What you are asked to do
Retype the records that come next, word for word.

Task input
***

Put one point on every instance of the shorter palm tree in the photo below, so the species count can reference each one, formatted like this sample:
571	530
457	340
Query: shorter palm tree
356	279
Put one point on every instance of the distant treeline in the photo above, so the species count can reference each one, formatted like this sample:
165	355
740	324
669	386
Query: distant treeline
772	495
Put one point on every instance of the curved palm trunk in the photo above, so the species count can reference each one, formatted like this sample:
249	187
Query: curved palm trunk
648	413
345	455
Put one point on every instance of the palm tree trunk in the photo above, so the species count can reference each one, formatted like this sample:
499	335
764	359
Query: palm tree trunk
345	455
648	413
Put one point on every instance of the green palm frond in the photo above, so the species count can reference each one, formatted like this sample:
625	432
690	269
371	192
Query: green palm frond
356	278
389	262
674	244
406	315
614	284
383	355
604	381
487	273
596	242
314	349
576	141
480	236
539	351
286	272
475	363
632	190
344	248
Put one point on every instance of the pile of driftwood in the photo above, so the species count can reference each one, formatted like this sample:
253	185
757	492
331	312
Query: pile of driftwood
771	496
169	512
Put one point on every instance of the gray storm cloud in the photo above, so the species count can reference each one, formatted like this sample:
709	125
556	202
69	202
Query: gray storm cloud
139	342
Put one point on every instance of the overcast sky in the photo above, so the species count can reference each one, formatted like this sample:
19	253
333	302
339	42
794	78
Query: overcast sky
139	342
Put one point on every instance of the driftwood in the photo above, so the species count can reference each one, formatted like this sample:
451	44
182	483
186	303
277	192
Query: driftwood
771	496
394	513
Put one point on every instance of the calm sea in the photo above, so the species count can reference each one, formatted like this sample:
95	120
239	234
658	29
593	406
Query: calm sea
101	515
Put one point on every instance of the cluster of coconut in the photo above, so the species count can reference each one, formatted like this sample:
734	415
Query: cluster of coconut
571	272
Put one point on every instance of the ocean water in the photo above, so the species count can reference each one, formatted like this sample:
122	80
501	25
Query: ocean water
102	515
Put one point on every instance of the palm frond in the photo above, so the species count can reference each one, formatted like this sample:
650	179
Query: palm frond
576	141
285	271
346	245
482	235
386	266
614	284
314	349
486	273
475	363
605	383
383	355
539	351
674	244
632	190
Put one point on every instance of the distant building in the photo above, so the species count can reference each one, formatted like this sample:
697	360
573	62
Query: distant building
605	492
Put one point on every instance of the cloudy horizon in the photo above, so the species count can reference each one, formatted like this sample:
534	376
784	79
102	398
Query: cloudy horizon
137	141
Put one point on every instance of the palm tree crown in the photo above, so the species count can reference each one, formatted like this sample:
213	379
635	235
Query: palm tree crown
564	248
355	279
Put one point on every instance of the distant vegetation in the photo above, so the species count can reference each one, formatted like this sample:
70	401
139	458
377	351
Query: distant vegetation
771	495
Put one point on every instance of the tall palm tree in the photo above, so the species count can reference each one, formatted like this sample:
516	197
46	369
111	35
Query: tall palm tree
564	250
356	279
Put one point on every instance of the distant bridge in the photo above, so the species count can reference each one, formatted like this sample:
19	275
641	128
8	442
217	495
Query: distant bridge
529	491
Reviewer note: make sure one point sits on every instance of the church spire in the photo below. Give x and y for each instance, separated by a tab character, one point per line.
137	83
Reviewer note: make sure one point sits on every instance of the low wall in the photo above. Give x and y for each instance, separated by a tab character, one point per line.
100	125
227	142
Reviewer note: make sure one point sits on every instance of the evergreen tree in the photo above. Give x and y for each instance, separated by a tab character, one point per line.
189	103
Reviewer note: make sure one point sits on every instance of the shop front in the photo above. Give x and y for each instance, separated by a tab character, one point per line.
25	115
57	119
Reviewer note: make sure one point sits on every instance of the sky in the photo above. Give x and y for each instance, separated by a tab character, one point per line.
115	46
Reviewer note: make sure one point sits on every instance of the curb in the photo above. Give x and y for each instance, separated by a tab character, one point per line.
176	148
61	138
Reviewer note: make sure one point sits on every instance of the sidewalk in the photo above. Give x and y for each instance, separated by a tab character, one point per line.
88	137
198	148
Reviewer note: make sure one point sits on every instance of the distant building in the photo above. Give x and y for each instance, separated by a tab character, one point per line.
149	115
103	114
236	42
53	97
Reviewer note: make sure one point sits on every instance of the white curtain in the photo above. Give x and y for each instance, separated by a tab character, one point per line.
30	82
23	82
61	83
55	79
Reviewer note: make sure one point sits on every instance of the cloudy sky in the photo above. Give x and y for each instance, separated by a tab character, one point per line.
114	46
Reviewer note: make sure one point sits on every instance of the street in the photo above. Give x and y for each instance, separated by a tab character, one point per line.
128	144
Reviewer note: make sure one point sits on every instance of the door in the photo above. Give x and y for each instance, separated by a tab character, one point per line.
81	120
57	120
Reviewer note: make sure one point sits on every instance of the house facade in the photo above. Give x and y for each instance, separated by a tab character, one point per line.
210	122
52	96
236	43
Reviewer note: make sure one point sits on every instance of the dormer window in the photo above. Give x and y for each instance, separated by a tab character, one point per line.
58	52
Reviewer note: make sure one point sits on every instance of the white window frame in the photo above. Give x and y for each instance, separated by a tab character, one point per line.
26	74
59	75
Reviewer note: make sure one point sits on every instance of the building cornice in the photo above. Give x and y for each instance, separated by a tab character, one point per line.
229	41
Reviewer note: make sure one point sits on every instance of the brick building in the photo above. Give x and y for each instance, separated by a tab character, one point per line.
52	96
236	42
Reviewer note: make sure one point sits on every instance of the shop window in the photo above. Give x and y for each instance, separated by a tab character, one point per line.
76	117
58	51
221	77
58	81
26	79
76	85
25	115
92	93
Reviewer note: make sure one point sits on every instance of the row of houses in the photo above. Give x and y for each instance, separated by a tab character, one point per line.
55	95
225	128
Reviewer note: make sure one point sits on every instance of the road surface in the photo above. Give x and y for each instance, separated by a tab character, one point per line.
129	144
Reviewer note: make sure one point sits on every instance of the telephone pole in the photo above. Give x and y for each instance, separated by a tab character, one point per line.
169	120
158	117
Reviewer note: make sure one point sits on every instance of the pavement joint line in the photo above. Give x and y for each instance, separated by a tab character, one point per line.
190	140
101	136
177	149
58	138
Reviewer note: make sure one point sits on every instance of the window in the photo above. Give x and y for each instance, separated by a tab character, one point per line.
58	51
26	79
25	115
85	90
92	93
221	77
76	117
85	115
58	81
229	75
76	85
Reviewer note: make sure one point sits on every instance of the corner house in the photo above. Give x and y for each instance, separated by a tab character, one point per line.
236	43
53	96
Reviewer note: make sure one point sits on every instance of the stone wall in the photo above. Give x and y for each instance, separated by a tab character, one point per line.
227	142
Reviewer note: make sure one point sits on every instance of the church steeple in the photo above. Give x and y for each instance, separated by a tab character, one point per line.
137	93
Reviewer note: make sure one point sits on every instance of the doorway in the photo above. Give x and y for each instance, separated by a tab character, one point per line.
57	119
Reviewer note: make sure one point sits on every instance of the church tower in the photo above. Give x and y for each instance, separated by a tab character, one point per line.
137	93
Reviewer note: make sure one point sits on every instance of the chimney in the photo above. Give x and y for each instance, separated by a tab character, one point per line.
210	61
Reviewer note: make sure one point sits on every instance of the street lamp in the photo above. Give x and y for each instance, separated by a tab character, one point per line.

***

Correct result
Put one point on every instance of the shorter palm tree in the photo below, so the species count can reference each one, formatted like this sample:
571	530
457	340
Query: shorter palm tree
356	279
Put one point on every instance of the distant treeline in the photo above, so the species count can reference each one, formatted like this sample:
165	355
740	324
669	386
Query: distant treeline
772	495
Put one point on every instance of the curved palm trunk in the photo above, so the species count can reference each one, formatted like this sample:
249	187
Query: curved palm trunk
648	413
345	455
Put one point on every instance of the palm tree trunk in the photo above, so the species count can reference each one, formatted like this sample:
499	335
764	359
Query: palm tree trunk
345	455
648	413
Put one point on every instance of the green palm frond in the photo above, so the species count can reference each one, formatted like this sample:
625	432
690	269
371	192
Query: green palm frond
356	278
389	262
674	244
406	315
614	284
383	355
604	381
487	273
596	242
314	349
576	141
480	236
539	351
286	272
475	363
632	190
344	248
Put one point on every instance of the pile of driftwood in the photo above, so the species count can reference each one, formatted like this sample:
253	185
757	492
331	312
Query: pile of driftwood
771	496
169	512
Put one point on every instance of the gray storm cloud in the photo above, so the species count can reference each one, formatted like this sample:
709	125
556	202
69	202
Query: gray storm cloud
139	342
Put one point on every instance of the overcast sky in the photo above, so the species count can reference each one, formatted like this sample:
19	253
333	302
339	42
794	78
Query: overcast sky
139	342
Put one point on every instance of the driftwood in the photo above, so the species count can reference each one, formatted like this sample:
451	44
182	483
186	303
277	192
Query: driftwood
771	496
394	513
Put one point on every instance of the calm sea in the photo above, so the species count can reference each one, formatted like this sample:
95	120
239	234
658	29
593	406
Query: calm sea
101	515
Put one point on every instance of the cluster of coconut in the photo above, so the species count can reference each one, formatted like this sample:
734	415
Query: cluster of coconut
571	272
Put one point on every instance of the ocean water in the photo above, so the species count can reference each one, formatted like this sample:
122	80
501	25
Query: ocean water
102	515
Put one point on every instance of the palm frond in the photo above, so the species count can reference each one, formatted like this sample:
650	179
Query: palm frond
576	141
285	271
346	245
482	235
386	266
614	284
314	349
486	273
475	363
605	383
383	355
539	351
674	244
632	190
Put one point on every instance of the distant building in the photo above, so the species count can reference each one, formatted like this sample:
697	360
573	62
Query: distant building
605	492
Put one point on every instance of the cloudy horizon in the photo above, so the species count can reference each one, formatted like this sample:
534	376
784	79
102	398
Query: cloudy horizon
137	141
Put one point on every instance of the palm tree crown in the photo above, so the species count can reference each one, formatted like this sample:
213	379
635	235
Query: palm tree crown
564	248
355	279
Put one point on every instance of the distant vegetation in the photo above, so the species count can reference each one, formatted like this sample:
70	401
139	458
377	351
Query: distant vegetation
771	495
Put one point on every instance of the tall palm tree in the photo above, so the species count can reference each one, formatted like this sample:
516	197
46	369
111	35
Query: tall palm tree
564	250
356	279
Put one point on every instance of the distant bridge in the photo above, so the species count can reference each one, formatted like this sample:
19	275
641	128
8	442
217	495
Query: distant bridge
529	491
Reviewer note: make sure one point sits on every instance of the church spire in the photo below. Give x and y for each instance, separated by a tab character, one point per line.
137	83
Reviewer note: make sure one point sits on every instance of the low wall in the photo above. Give x and y for each instance, separated by a tab character, one point per line.
100	125
227	142
Reviewer note: make sure one point sits on every instance of the evergreen tree in the photo above. Give x and y for each instance, separated by a tab character, one point per line.
189	103
Reviewer note: make sure one point sits on every instance of the shop front in the photo above. Give x and y for each instance, separated by a tab character, one point per line.
25	115
57	119
Reviewer note: make sure one point sits on every instance of the sky in the photo above. Give x and y for each instance, separated by a tab character, one point per line.
115	46
Reviewer note: make sure one point sits on every instance of the curb in the photo above. Give x and y for each instance, separated by a tab character, one point per line.
176	148
61	138
Reviewer note: make sure one point sits on every instance of the sidewalk in the photo above. Give x and y for each instance, separated by a tab character, one point per line.
88	137
198	148
Reviewer note: make sure one point sits on every instance of the distant building in the photo above. Give x and y for each instance, separated by a tab character, one point per line.
149	115
103	114
236	42
53	97
Reviewer note: make sure one point sits on every instance of the white curtain in the photo above. Give x and y for each instance, separated by a tab character, one point per line.
30	82
23	82
61	83
55	79
Reviewer note: make sure one point sits on every instance of the cloudy sky in the photo above. Give x and y for each instance, separated by a tab character, one point per line.
114	46
Reviewer note: make sure one point sits on every instance of the street in the photo above. Give x and y for each instance, separated by a tab character, one point per line.
128	144
Reviewer note: make sure one point sits on every instance of the door in the photo above. Give x and y for each instance, separated by a tab character, one point per line.
81	120
57	120
Reviewer note: make sure one point sits on every instance of the house facade in the photo above. Give x and y for each instance, separated by a tab character, one point per line.
210	122
52	96
236	43
Reviewer note: make sure one point sits on every instance of the dormer window in the photo above. Give x and y for each instance, separated by a tab character, one point per line.
58	52
Reviewer note: make sure one point sits on every instance of the white window frame in the photo above. Give x and y for each instance, separated by a tab character, one point per line.
26	74
59	75
Reviewer note: make sure one point sits on every instance of the building cornice in the photo above. Give x and y for each instance, separated by a tab character, one point per line.
229	41
Reviewer note: make sure one point sits on every instance of the brick building in the photo above. Give x and y for each instance, separated by a tab character, one point per line.
52	96
236	42
Reviewer note: make sure one point sits on every instance of the shop window in the photo above. Give x and y for each instance, separated by a tab character, one point per line.
76	117
58	51
221	77
58	81
26	79
76	85
25	115
92	93
Reviewer note: make sure one point sits on every instance of the row of houses in the photo above. Give x and y for each instance, separated by a tab character, one point per line.
55	95
225	128
Reviewer note: make sure one point sits on every instance of the road surface in the photo above. Give x and y for each instance, separated by a tab character, one point per line.
129	144
Reviewer note: make sure one point sits on every instance of the telephone pole in the photo above. Give x and y for each instance, separated by a tab character, one point per line.
169	120
158	117
Reviewer note: make sure one point sits on every instance of the pavement joint line in the photo above. Give x and y for each instance, separated by a tab character, one point per line.
190	140
101	136
177	149
58	138
Reviewer note: make sure one point sits on every instance of the window in the photo above. Give x and y for each instance, separated by a tab character, one point per line.
58	51
26	79
25	115
85	90
92	93
221	77
76	117
85	115
58	81
229	75
76	85
Reviewer note: make sure one point sits on every instance of the corner house in the photo above. Give x and y for each instance, separated by a tab character, one point per line.
236	43
53	96
Reviewer note: make sure one point sits on every instance of the stone wall in the photo above. Give x and y for each instance, separated by a tab character, one point per line.
227	142
Reviewer note: make sure one point sits on every instance of the church steeple in the photo above. Give x and y for each instance, separated by a tab character, one point per line.
137	93
Reviewer note: make sure one point sits on every instance of the doorway in the photo above. Give x and y for each instance, separated by a tab character, one point per line.
57	119
Reviewer note: make sure one point sits on every instance of the church tower in the photo above. Give x and y for each instance, separated by a tab character, one point per line.
137	93
Reviewer note: make sure one point sits on every instance of the chimney in the photo above. Give x and y for each instance, separated by a tab character, one point per line.
210	61
Reviewer note: make sure one point sits on every instance of the street lamp in the photo above. Give x and y for each instance, separated by a tab character, one point per line.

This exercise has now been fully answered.